- WORK TO BE COMPLETED: The lines to retype are the one with "label: wrought iron lamp bracket => bbox" and all that follow it to the end of the entries below; copy them exactly and nothing else.

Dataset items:

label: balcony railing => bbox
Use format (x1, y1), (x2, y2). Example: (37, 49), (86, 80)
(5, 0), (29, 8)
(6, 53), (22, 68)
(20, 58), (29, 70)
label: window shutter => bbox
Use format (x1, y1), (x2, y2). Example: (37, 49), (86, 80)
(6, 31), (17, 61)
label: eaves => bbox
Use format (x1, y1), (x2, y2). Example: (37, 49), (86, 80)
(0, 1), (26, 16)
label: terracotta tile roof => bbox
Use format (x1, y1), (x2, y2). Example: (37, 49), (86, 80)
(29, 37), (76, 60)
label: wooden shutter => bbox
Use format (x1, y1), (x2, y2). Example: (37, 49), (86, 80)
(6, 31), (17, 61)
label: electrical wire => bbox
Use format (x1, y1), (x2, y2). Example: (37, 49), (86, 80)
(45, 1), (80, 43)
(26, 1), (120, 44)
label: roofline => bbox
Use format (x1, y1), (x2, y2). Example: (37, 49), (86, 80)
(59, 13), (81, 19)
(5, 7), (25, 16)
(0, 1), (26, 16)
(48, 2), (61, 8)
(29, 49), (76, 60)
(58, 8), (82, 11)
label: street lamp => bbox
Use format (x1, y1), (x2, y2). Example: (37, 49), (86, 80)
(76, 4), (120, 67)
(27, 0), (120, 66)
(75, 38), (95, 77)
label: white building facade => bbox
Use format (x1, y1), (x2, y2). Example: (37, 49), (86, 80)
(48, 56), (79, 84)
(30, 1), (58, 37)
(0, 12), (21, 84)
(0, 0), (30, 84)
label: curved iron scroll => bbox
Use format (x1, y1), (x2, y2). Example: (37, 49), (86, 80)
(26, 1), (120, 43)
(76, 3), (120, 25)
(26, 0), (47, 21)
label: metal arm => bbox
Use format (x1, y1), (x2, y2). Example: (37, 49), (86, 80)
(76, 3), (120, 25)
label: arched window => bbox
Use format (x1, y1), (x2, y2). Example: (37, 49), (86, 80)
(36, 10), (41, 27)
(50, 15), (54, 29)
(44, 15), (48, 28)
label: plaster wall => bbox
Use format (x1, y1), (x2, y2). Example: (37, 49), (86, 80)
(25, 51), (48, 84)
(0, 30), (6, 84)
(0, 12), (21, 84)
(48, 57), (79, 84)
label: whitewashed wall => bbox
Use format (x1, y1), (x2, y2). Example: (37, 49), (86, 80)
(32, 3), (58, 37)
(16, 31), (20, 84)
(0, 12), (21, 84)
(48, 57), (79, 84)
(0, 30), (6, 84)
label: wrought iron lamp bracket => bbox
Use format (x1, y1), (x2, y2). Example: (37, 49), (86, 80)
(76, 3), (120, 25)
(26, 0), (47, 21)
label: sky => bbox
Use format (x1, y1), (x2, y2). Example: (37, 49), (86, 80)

- WRITTEN RESPONSE:
label: wrought iron lamp bracket => bbox
Use format (x1, y1), (x2, y2). Example: (37, 49), (86, 80)
(76, 3), (120, 25)
(26, 0), (47, 21)
label: sky => bbox
Use format (x1, y1), (x2, y2). Example: (37, 49), (86, 80)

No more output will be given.